抜粋本文:

ヤバいって言われてた場所(甲板上のでかい対艦ミサイルや素通しの対空ミサイルVLS)はとりあえずこの時点では大丈夫だったっぽい。
・救命ボートの類が無くなってるから、結構大勢が救助されてるはず。
ミサイルが命中したのは一番激しく壊れてる前方の上部構造物。それらを貫通して艦底の機関室あたりまで被害が及んでるんじゃないかな。
御大層な防空コンプレックスだけど、多分動かしてなかったんじゃないかなあ。ミサイルを迎撃するのにミサイルの方に向けなきゃならない装置が基本位置から動いてない。
・ミサイルで狙うための装置が動いてないのは、ドローンに気を取られてたからかもしれない。
ロシアのダメコン、やっぱりダメぽい。
・まあ、ミサイルの当たりどころが悪くて、ダメージコントロール班を指揮すべき人間も設備もやられちゃった可能性もあるけど。

より理解を深めるために

全体像をある程度理解しないと分かりづらいマニアックなお話なので参考URLを貼っておきます。

提供資料:
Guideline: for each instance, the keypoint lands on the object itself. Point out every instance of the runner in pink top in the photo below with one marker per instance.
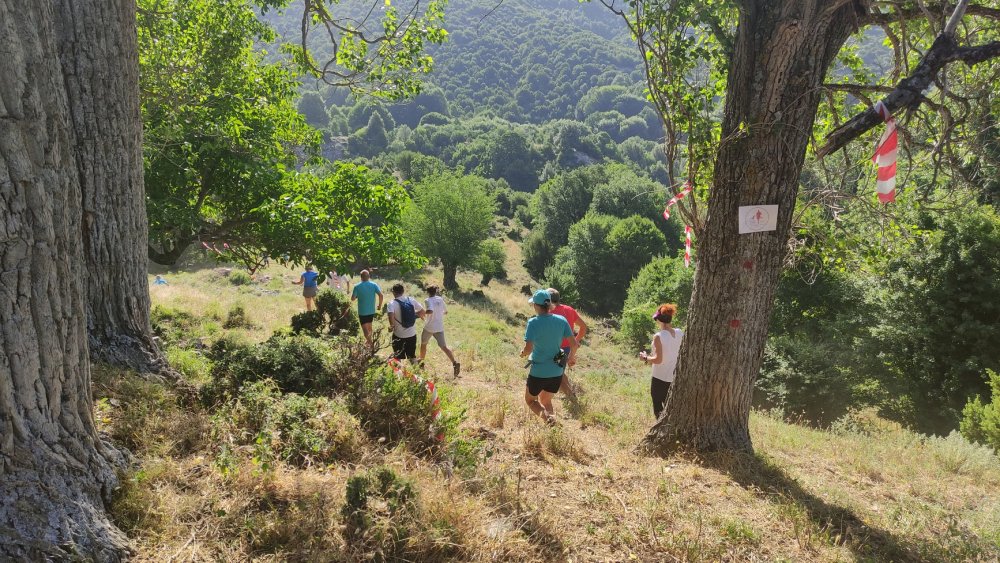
(579, 330)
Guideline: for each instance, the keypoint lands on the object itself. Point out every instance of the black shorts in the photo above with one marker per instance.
(538, 384)
(404, 348)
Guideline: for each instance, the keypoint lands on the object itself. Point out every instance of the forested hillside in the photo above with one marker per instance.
(520, 91)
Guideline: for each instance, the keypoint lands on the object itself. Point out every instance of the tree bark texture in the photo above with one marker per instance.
(782, 52)
(100, 65)
(55, 473)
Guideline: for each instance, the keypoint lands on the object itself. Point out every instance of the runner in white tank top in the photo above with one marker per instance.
(666, 345)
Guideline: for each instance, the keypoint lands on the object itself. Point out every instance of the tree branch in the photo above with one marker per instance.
(908, 94)
(886, 18)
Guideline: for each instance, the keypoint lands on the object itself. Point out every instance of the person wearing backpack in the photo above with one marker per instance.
(403, 312)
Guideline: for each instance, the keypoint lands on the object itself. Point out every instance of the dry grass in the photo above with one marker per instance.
(579, 492)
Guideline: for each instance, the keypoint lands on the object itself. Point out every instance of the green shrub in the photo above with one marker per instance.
(172, 325)
(981, 422)
(399, 410)
(380, 513)
(491, 262)
(956, 454)
(237, 318)
(310, 322)
(336, 309)
(298, 364)
(192, 364)
(293, 428)
(333, 315)
(664, 280)
(239, 277)
(539, 253)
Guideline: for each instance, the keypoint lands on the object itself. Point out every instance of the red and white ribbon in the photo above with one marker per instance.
(687, 246)
(401, 371)
(673, 201)
(885, 156)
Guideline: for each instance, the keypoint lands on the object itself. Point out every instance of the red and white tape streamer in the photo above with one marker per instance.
(673, 201)
(687, 246)
(401, 371)
(885, 157)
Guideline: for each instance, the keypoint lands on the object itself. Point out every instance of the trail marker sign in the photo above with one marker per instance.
(758, 218)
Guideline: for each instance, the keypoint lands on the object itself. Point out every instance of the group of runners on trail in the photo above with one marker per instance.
(551, 338)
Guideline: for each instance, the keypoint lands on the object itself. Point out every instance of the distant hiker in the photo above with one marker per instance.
(579, 332)
(403, 312)
(339, 281)
(542, 338)
(364, 293)
(309, 286)
(434, 311)
(666, 344)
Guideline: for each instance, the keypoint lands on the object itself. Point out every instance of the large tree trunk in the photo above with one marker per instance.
(55, 472)
(100, 64)
(783, 49)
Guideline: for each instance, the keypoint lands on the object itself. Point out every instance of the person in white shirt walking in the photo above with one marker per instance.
(403, 312)
(666, 345)
(435, 310)
(339, 281)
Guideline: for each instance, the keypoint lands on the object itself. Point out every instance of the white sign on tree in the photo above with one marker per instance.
(758, 218)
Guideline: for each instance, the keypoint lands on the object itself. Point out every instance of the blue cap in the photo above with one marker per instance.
(541, 297)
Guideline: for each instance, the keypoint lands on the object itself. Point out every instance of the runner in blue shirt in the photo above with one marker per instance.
(542, 339)
(309, 286)
(364, 293)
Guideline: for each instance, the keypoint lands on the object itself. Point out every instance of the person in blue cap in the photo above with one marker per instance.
(542, 341)
(309, 286)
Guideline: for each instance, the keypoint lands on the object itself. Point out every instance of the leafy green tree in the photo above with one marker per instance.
(502, 153)
(938, 327)
(664, 280)
(416, 167)
(981, 423)
(539, 253)
(564, 200)
(600, 99)
(703, 63)
(220, 123)
(339, 217)
(492, 261)
(434, 118)
(383, 58)
(312, 107)
(449, 220)
(626, 194)
(602, 256)
(819, 328)
(370, 141)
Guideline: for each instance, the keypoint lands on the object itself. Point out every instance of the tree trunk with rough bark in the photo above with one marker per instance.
(450, 271)
(55, 472)
(100, 65)
(783, 50)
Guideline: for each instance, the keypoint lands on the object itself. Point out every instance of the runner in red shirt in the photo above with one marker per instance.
(579, 330)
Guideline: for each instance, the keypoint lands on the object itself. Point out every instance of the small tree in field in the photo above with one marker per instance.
(764, 67)
(449, 220)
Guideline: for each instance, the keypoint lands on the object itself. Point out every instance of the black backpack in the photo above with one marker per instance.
(407, 314)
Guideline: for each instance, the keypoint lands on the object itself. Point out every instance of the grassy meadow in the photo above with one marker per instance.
(864, 490)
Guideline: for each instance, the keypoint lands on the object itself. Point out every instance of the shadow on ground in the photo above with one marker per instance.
(479, 301)
(830, 522)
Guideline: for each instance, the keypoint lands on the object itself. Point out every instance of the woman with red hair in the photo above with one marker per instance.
(666, 344)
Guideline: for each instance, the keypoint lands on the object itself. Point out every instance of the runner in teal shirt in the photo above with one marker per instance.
(542, 340)
(364, 293)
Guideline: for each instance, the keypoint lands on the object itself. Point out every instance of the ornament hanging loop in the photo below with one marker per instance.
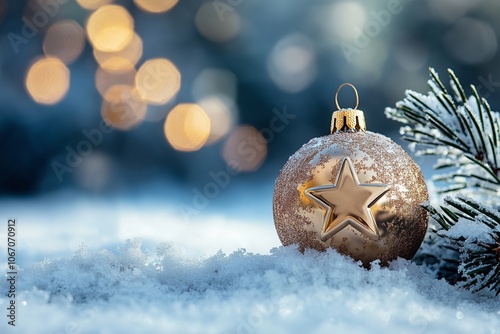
(355, 94)
(347, 120)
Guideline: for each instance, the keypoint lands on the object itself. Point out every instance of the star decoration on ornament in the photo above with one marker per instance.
(348, 202)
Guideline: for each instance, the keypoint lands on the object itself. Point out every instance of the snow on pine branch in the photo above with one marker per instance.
(474, 231)
(463, 132)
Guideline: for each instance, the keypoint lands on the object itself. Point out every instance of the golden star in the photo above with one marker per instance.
(348, 202)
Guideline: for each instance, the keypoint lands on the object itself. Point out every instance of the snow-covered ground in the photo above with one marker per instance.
(134, 264)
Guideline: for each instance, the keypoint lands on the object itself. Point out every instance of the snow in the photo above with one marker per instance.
(170, 277)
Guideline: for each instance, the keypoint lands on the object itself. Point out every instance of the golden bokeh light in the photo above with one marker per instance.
(158, 81)
(123, 108)
(123, 60)
(187, 127)
(220, 116)
(47, 80)
(245, 149)
(216, 26)
(92, 4)
(110, 28)
(104, 80)
(64, 40)
(155, 6)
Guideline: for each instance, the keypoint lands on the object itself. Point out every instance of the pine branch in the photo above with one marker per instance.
(474, 231)
(464, 134)
(462, 130)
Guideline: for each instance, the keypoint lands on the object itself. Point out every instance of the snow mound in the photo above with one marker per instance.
(132, 290)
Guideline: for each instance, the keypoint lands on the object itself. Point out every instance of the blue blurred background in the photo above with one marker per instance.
(105, 96)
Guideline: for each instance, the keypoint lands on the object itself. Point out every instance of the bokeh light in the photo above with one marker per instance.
(123, 108)
(292, 64)
(245, 149)
(155, 6)
(217, 26)
(104, 80)
(110, 28)
(187, 127)
(221, 117)
(93, 4)
(411, 55)
(64, 40)
(158, 81)
(47, 80)
(122, 60)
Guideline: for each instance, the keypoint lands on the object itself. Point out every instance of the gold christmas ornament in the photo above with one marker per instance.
(354, 190)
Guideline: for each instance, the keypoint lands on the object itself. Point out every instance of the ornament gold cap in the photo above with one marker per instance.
(347, 120)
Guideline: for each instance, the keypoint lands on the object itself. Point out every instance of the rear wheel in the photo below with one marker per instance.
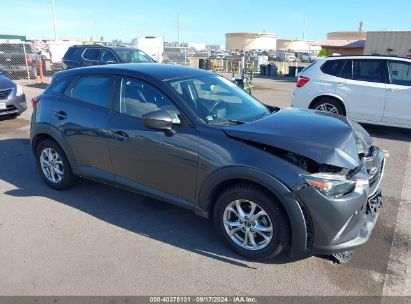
(330, 105)
(252, 222)
(53, 165)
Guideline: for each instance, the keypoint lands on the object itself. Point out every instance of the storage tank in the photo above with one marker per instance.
(250, 41)
(153, 46)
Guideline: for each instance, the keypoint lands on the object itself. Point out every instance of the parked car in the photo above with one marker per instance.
(307, 57)
(94, 54)
(368, 89)
(286, 57)
(12, 98)
(18, 58)
(194, 139)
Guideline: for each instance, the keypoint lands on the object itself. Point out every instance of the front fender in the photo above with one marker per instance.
(206, 199)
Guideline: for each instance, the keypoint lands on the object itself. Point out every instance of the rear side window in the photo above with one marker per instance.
(58, 85)
(92, 54)
(332, 67)
(347, 70)
(97, 90)
(400, 72)
(368, 70)
(73, 53)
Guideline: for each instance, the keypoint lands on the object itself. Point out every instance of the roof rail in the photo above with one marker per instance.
(373, 55)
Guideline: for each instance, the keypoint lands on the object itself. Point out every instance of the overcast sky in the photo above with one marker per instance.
(200, 21)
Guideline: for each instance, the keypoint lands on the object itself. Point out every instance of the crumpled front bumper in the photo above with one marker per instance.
(337, 225)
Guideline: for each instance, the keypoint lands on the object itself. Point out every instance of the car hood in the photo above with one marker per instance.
(322, 137)
(5, 83)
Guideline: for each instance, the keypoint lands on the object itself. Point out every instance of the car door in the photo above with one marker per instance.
(82, 116)
(398, 105)
(148, 158)
(91, 56)
(362, 86)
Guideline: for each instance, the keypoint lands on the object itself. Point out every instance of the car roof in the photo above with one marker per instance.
(369, 57)
(115, 47)
(158, 70)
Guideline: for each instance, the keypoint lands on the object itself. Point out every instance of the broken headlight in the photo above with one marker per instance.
(330, 184)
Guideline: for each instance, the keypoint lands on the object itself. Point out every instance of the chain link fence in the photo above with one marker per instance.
(19, 60)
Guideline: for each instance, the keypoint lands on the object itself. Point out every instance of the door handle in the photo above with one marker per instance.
(60, 114)
(120, 135)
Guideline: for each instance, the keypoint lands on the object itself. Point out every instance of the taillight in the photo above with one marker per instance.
(28, 60)
(35, 101)
(302, 81)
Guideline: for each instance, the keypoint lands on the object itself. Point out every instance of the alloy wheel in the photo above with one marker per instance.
(248, 224)
(52, 165)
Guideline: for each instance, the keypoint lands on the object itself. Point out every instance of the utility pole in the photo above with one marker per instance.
(54, 19)
(178, 29)
(305, 27)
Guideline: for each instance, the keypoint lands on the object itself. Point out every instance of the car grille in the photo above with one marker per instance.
(374, 163)
(4, 94)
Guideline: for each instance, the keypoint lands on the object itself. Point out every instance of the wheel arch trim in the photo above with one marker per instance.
(286, 197)
(57, 136)
(332, 95)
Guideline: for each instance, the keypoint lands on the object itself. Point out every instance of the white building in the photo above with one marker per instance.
(250, 41)
(393, 43)
(153, 46)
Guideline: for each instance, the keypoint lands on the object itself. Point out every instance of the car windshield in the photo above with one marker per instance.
(133, 56)
(218, 101)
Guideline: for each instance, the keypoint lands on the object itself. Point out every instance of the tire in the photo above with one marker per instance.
(330, 105)
(274, 215)
(63, 177)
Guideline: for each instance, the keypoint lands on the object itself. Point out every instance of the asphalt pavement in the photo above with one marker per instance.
(95, 239)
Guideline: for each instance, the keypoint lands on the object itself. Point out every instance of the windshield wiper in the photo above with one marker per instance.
(227, 122)
(259, 116)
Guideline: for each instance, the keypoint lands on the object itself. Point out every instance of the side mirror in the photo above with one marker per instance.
(159, 120)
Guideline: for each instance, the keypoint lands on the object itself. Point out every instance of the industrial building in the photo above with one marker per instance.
(250, 41)
(393, 43)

取り組む内容:
• a. 艦の被害についての文章から、「ミサイルが命中したのは一番激」を含む語句で始まり「ロシアのダメコン、やっぱりダメぽい。」で終わる部分を、一字も変えずに抜き出してください。
• b. 一覧の中から文字列「windshield」を含む行をすべて探し、各行をそのまま書き写してください。大文字と小文字は区別します。

問題の解答:
• a.
ミサイルが命中したのは一番激しく壊れてる前方の上部構造物。それらを貫通して艦底の機関室あたりまで被害が及んでるんじゃないかな。
御大層な防空コンプレックスだけど、多分動かしてなかったんじゃないかなあ。ミサイルを迎撃するのにミサイルの方に向けなきゃならない装置が基本位置から動いてない。
・ミサイルで狙うための装置が動いてないのは、ドローンに気を取られてたからかもしれない。
ロシアのダメコン、やっぱりダメぽい。

• b.
Guideline: for each instance, the keypoint lands on the object itself. Point out every instance of the car windshield in the photo above with one marker per instance.
Guideline: for each instance, the keypoint lands on the object itself. Point out every instance of the windshield wiper in the photo above with one marker per instance.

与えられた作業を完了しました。